• 作業指示: NIEに関するコラムのうち、「言いたいこと伝わる写真」を含む語句で始まり「低学年の子どもでもできます。」で終わる部分を、「概要」を「要点」に置き換えて書き直してください。

一緒にNIE

「一緒にNIE」は静岡新聞の「教育」欄で2011年4月にスタートし、2015年4月から「月刊 一緒にNIE」で連載しています。 日本新聞協会認定の県内のNIEアドバイザーたちが教諭や保護者に NIEをやさしく解説し、授業活用のヒントを示しています。NIEへの理解を広げるため、ご活用ください。

言いたいこと伝わる写真

2012年05月27日(日)付 朝刊


 「あなたにとって一番印象に残っているニュースは何ですか。」
 こんな質問に対し、ニュースの概要とともに、写真(映像)が浮かんでくる人が多いのではないでしょうか。新聞記事を読むのは難しくても、新聞の写真が何を言いたいのかを考えることは小学校低学年の子どもでもできます。
 小学校の国語の教科書を見ると、写真を見て題名を付けたり、何を言いたいかを考えたりする教材が中学年でいくつか紹介されています。また、2年から6年までの多くの教科書に、デジタルカメラを使って写真を撮る方法について紹介されています。
 NIEの大事な要素である新聞の機能学習の一つに、写真の撮り方を学ぶことがあります。デジタルカメラの普及によって、小学校1年の子どもでも手軽に写真を撮ることができます。その一方で、被写体になった子どもは、どこでもピース、いつでも笑顔というのが多く見られます。その結果、撮りためた写真を後で振り返った時、どこで撮ったのか、何をしていた時なのか分からなくなっては大変です。

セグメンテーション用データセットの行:
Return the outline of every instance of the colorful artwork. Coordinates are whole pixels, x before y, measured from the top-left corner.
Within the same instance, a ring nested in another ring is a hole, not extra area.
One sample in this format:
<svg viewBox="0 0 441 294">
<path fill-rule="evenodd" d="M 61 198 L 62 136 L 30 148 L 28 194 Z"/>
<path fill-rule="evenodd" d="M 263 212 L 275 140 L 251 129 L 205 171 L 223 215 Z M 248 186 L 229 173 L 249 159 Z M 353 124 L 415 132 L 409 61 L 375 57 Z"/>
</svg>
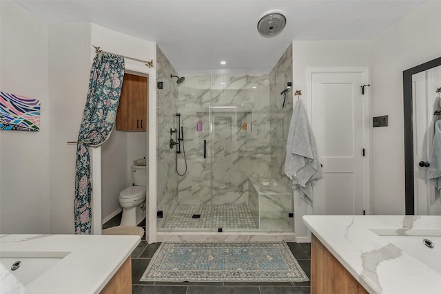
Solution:
<svg viewBox="0 0 441 294">
<path fill-rule="evenodd" d="M 0 92 L 0 129 L 40 130 L 40 101 Z"/>
</svg>

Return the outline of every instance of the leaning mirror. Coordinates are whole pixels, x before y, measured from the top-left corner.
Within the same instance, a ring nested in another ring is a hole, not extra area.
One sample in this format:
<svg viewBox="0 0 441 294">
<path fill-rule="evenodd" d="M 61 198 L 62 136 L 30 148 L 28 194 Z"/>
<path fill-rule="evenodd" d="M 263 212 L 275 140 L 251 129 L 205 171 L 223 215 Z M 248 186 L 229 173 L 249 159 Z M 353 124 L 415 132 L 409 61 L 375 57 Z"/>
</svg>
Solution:
<svg viewBox="0 0 441 294">
<path fill-rule="evenodd" d="M 429 179 L 433 169 L 441 169 L 434 153 L 431 165 L 432 150 L 439 151 L 441 162 L 436 140 L 441 130 L 435 129 L 441 120 L 440 88 L 441 57 L 403 72 L 406 214 L 441 215 L 437 180 Z"/>
</svg>

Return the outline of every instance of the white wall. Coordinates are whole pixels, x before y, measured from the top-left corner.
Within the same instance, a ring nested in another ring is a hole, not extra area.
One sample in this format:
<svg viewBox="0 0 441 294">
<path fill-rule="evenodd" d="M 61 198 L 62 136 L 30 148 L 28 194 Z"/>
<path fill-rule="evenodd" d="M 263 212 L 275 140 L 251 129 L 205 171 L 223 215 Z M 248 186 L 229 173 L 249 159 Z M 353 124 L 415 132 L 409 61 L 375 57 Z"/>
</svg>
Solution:
<svg viewBox="0 0 441 294">
<path fill-rule="evenodd" d="M 127 133 L 127 176 L 132 182 L 132 165 L 133 160 L 145 158 L 148 165 L 148 148 L 147 147 L 147 132 L 130 132 Z M 148 171 L 148 170 L 147 170 Z M 148 172 L 147 172 L 148 174 Z M 148 178 L 148 174 L 147 174 Z"/>
<path fill-rule="evenodd" d="M 73 233 L 75 158 L 90 71 L 90 24 L 49 26 L 51 233 Z"/>
<path fill-rule="evenodd" d="M 119 192 L 129 187 L 127 133 L 114 127 L 101 145 L 101 216 L 105 221 L 121 211 Z"/>
<path fill-rule="evenodd" d="M 0 131 L 0 233 L 48 233 L 48 26 L 14 2 L 0 10 L 0 90 L 41 107 L 40 132 Z"/>
<path fill-rule="evenodd" d="M 156 44 L 89 23 L 51 25 L 49 32 L 52 233 L 72 233 L 76 145 L 68 145 L 66 142 L 76 140 L 78 137 L 90 66 L 95 55 L 92 45 L 100 46 L 104 51 L 150 60 L 154 58 Z M 152 78 L 154 81 L 156 76 Z M 107 167 L 105 165 L 112 163 L 105 162 L 104 167 Z M 103 212 L 103 217 L 116 207 L 116 202 L 117 195 L 116 200 L 114 195 L 108 205 L 106 203 L 103 207 L 106 210 Z"/>
<path fill-rule="evenodd" d="M 307 94 L 307 67 L 369 65 L 369 41 L 366 40 L 294 41 L 292 50 L 293 89 L 302 90 L 302 99 Z M 302 216 L 306 213 L 305 202 L 300 199 L 298 193 L 294 191 L 294 232 L 297 238 L 307 236 L 307 229 L 302 220 Z"/>
<path fill-rule="evenodd" d="M 371 133 L 374 214 L 404 213 L 402 72 L 441 56 L 440 12 L 426 1 L 371 41 L 371 116 L 389 115 Z"/>
</svg>

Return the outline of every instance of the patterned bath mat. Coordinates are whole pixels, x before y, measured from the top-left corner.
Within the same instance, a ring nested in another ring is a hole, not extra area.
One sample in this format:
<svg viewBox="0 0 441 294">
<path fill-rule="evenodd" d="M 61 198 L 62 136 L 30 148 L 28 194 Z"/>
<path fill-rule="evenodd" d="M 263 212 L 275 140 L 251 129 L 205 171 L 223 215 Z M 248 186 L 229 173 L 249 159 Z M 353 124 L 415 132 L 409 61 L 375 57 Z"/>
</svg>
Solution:
<svg viewBox="0 0 441 294">
<path fill-rule="evenodd" d="M 307 282 L 285 242 L 164 242 L 141 282 Z"/>
</svg>

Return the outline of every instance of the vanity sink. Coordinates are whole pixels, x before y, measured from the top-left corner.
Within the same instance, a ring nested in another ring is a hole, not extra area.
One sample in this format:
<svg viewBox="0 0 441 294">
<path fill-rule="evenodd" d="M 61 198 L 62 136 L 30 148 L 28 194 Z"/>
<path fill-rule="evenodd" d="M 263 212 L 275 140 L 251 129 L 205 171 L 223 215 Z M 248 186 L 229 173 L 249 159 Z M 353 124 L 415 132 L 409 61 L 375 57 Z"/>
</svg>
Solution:
<svg viewBox="0 0 441 294">
<path fill-rule="evenodd" d="M 32 294 L 128 293 L 130 254 L 140 240 L 138 235 L 0 235 L 0 263 Z"/>
</svg>

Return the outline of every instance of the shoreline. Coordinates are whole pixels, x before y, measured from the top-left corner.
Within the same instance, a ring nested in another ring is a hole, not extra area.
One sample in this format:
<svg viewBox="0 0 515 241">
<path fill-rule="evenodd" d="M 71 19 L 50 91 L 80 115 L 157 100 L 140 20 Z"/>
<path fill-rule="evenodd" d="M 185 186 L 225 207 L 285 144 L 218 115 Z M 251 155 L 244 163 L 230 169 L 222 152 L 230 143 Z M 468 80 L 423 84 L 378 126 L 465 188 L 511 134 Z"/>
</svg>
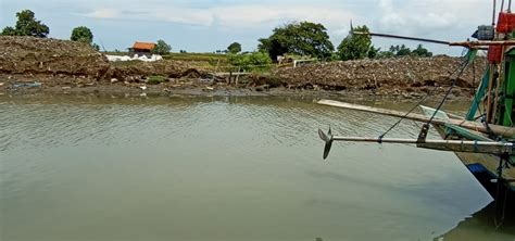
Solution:
<svg viewBox="0 0 515 241">
<path fill-rule="evenodd" d="M 141 87 L 146 87 L 143 90 Z M 445 87 L 442 87 L 447 89 Z M 472 101 L 472 93 L 460 90 L 460 96 L 451 94 L 449 101 Z M 0 100 L 13 97 L 46 97 L 46 96 L 96 96 L 116 98 L 159 98 L 159 97 L 284 97 L 284 98 L 314 98 L 336 99 L 355 101 L 392 101 L 414 102 L 426 97 L 427 93 L 404 92 L 398 94 L 376 94 L 370 90 L 314 90 L 314 89 L 289 89 L 286 87 L 234 87 L 234 86 L 187 86 L 181 88 L 168 88 L 166 85 L 95 85 L 95 86 L 45 86 L 21 87 L 12 89 L 11 85 L 0 86 Z M 440 101 L 441 92 L 432 94 L 426 101 Z"/>
</svg>

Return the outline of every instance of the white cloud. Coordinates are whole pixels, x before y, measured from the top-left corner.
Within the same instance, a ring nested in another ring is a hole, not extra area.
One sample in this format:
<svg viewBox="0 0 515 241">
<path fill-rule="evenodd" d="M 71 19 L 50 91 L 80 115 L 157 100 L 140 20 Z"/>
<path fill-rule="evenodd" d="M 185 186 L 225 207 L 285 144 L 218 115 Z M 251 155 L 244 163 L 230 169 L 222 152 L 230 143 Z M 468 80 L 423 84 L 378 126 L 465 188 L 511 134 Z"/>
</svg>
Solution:
<svg viewBox="0 0 515 241">
<path fill-rule="evenodd" d="M 318 5 L 286 4 L 234 4 L 213 8 L 185 7 L 146 7 L 137 8 L 139 12 L 130 12 L 131 5 L 118 5 L 112 9 L 97 9 L 85 14 L 93 18 L 146 20 L 164 21 L 180 24 L 224 27 L 255 27 L 260 25 L 277 25 L 289 21 L 312 21 L 326 26 L 341 26 L 354 16 L 349 11 Z"/>
</svg>

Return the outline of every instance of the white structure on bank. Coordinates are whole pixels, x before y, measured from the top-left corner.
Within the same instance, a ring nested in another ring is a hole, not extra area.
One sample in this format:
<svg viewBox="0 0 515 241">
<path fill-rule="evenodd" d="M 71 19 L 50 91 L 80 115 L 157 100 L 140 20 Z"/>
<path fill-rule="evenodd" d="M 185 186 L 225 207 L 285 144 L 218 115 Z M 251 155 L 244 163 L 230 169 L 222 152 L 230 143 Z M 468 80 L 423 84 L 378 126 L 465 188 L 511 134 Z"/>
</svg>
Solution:
<svg viewBox="0 0 515 241">
<path fill-rule="evenodd" d="M 163 60 L 163 56 L 159 54 L 152 54 L 150 58 L 146 55 L 138 56 L 138 54 L 134 54 L 133 58 L 127 55 L 105 55 L 109 62 L 120 62 L 120 61 L 143 61 L 143 62 L 155 62 Z"/>
</svg>

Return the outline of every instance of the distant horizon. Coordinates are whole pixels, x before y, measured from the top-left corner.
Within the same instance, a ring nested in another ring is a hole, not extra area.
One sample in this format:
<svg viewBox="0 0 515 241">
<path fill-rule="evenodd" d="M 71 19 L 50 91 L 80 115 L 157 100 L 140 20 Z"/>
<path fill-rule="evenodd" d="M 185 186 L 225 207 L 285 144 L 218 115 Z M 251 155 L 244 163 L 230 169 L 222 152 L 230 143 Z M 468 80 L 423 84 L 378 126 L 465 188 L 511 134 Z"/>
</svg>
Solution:
<svg viewBox="0 0 515 241">
<path fill-rule="evenodd" d="M 13 26 L 15 13 L 28 9 L 50 28 L 50 38 L 70 39 L 72 29 L 86 26 L 93 42 L 108 51 L 126 51 L 135 41 L 165 40 L 173 52 L 212 53 L 240 42 L 243 51 L 258 39 L 290 22 L 309 21 L 327 28 L 337 47 L 354 26 L 372 31 L 450 41 L 466 40 L 478 25 L 491 23 L 491 2 L 481 0 L 0 0 L 0 28 Z M 460 16 L 455 13 L 460 12 Z M 461 48 L 416 41 L 374 38 L 373 45 L 414 48 L 422 43 L 435 54 L 459 55 Z M 103 50 L 103 49 L 101 49 Z"/>
</svg>

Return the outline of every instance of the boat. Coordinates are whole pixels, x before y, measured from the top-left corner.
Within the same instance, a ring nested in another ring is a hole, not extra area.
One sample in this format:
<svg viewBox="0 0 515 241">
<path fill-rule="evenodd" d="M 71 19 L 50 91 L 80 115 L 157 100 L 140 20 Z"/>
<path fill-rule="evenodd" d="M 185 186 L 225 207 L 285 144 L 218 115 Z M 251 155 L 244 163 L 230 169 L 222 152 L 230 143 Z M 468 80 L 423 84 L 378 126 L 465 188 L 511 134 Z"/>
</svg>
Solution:
<svg viewBox="0 0 515 241">
<path fill-rule="evenodd" d="M 328 157 L 334 141 L 409 143 L 417 148 L 454 152 L 490 192 L 495 202 L 501 201 L 500 203 L 504 206 L 515 206 L 514 201 L 506 201 L 508 193 L 515 192 L 515 13 L 511 12 L 511 5 L 506 10 L 502 5 L 501 11 L 497 13 L 495 1 L 493 9 L 492 25 L 479 26 L 473 36 L 477 38 L 475 41 L 450 42 L 385 34 L 354 33 L 465 47 L 468 52 L 463 56 L 463 64 L 457 69 L 462 72 L 476 59 L 479 50 L 487 50 L 488 66 L 465 116 L 453 115 L 441 110 L 454 85 L 449 87 L 448 94 L 436 109 L 418 103 L 416 107 L 423 114 L 413 113 L 413 110 L 399 112 L 319 100 L 318 104 L 323 105 L 395 116 L 400 118 L 399 123 L 402 119 L 424 123 L 417 139 L 386 138 L 386 135 L 378 138 L 340 137 L 334 136 L 330 128 L 328 132 L 319 129 L 318 135 L 325 142 L 323 157 Z M 495 16 L 499 16 L 497 22 Z M 431 127 L 442 139 L 427 139 L 427 132 Z"/>
</svg>

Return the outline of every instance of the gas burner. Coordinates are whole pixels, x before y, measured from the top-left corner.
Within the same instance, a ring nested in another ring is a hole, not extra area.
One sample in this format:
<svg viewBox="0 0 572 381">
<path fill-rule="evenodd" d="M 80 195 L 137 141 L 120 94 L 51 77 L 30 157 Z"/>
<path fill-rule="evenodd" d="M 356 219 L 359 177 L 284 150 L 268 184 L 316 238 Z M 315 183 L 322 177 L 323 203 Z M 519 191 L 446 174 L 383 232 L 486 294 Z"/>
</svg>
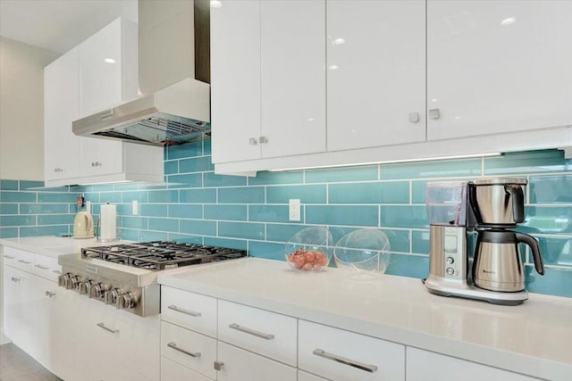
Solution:
<svg viewBox="0 0 572 381">
<path fill-rule="evenodd" d="M 247 252 L 244 250 L 170 241 L 152 241 L 81 249 L 81 257 L 84 258 L 97 258 L 114 263 L 153 270 L 216 262 L 245 256 L 247 256 Z"/>
</svg>

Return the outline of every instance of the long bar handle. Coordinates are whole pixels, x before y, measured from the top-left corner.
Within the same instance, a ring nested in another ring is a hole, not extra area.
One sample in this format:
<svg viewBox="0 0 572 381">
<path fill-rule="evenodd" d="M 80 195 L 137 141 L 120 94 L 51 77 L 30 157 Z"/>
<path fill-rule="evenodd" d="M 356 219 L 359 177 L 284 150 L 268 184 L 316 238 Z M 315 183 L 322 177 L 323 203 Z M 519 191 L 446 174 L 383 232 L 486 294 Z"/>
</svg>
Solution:
<svg viewBox="0 0 572 381">
<path fill-rule="evenodd" d="M 169 310 L 176 311 L 177 312 L 184 313 L 185 315 L 190 315 L 194 318 L 198 318 L 202 315 L 200 312 L 195 312 L 194 311 L 185 310 L 184 308 L 177 307 L 176 305 L 170 305 L 167 307 Z"/>
<path fill-rule="evenodd" d="M 337 354 L 330 353 L 323 349 L 316 348 L 314 350 L 314 354 L 323 357 L 324 359 L 332 360 L 333 361 L 341 362 L 342 364 L 349 365 L 350 367 L 358 368 L 358 369 L 366 370 L 369 373 L 374 373 L 377 370 L 377 366 L 371 364 L 365 364 L 363 362 L 349 360 L 345 357 L 338 356 Z"/>
<path fill-rule="evenodd" d="M 273 334 L 265 334 L 264 332 L 257 331 L 255 329 L 247 328 L 246 327 L 239 326 L 236 323 L 232 323 L 229 326 L 229 328 L 236 329 L 237 331 L 244 332 L 245 334 L 252 335 L 253 336 L 260 337 L 265 340 L 272 340 L 274 338 Z"/>
<path fill-rule="evenodd" d="M 194 357 L 195 359 L 197 359 L 197 358 L 200 357 L 200 352 L 189 352 L 189 351 L 185 351 L 184 349 L 181 349 L 181 348 L 179 348 L 179 347 L 177 346 L 177 344 L 176 344 L 176 343 L 169 343 L 169 344 L 167 344 L 167 346 L 168 346 L 169 348 L 172 348 L 172 349 L 174 349 L 175 351 L 179 351 L 179 352 L 181 352 L 181 353 L 185 353 L 185 354 L 187 354 L 187 355 L 189 355 L 189 356 L 190 356 L 190 357 Z"/>
<path fill-rule="evenodd" d="M 119 329 L 112 329 L 105 327 L 104 323 L 97 323 L 97 327 L 104 328 L 107 332 L 111 332 L 112 334 L 119 334 Z"/>
</svg>

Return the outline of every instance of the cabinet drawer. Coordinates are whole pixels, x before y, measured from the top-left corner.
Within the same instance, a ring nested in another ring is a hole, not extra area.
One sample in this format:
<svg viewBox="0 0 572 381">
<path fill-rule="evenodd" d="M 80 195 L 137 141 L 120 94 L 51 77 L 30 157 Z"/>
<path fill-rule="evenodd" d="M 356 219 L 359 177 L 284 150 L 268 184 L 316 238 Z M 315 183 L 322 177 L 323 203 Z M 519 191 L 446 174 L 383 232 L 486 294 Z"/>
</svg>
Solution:
<svg viewBox="0 0 572 381">
<path fill-rule="evenodd" d="M 405 346 L 299 320 L 299 368 L 335 379 L 404 380 Z"/>
<path fill-rule="evenodd" d="M 216 299 L 161 286 L 161 319 L 216 336 Z"/>
<path fill-rule="evenodd" d="M 219 340 L 296 366 L 296 319 L 224 301 L 218 311 Z"/>
<path fill-rule="evenodd" d="M 4 264 L 8 266 L 29 272 L 34 268 L 35 254 L 33 253 L 4 246 L 2 255 Z"/>
<path fill-rule="evenodd" d="M 533 381 L 537 378 L 408 347 L 408 381 Z"/>
<path fill-rule="evenodd" d="M 57 258 L 36 254 L 32 272 L 39 277 L 54 282 L 62 275 L 62 266 L 57 264 Z"/>
<path fill-rule="evenodd" d="M 182 365 L 164 357 L 161 358 L 161 381 L 211 381 L 203 375 L 194 372 Z"/>
<path fill-rule="evenodd" d="M 166 321 L 161 322 L 161 356 L 192 370 L 216 377 L 216 340 Z"/>
<path fill-rule="evenodd" d="M 296 368 L 221 342 L 217 360 L 223 363 L 218 381 L 296 381 Z"/>
</svg>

• 解答:
言いたいこと伝わる写真

2012年05月27日(日)付 朝刊


 「あなたにとって一番印象に残っているニュースは何ですか。」
 こんな質問に対し、ニュースの要点とともに、写真(映像)が浮かんでくる人が多いのではないでしょうか。新聞記事を読むのは難しくても、新聞の写真が何を言いたいのかを考えることは小学校低学年の子どもでもできます。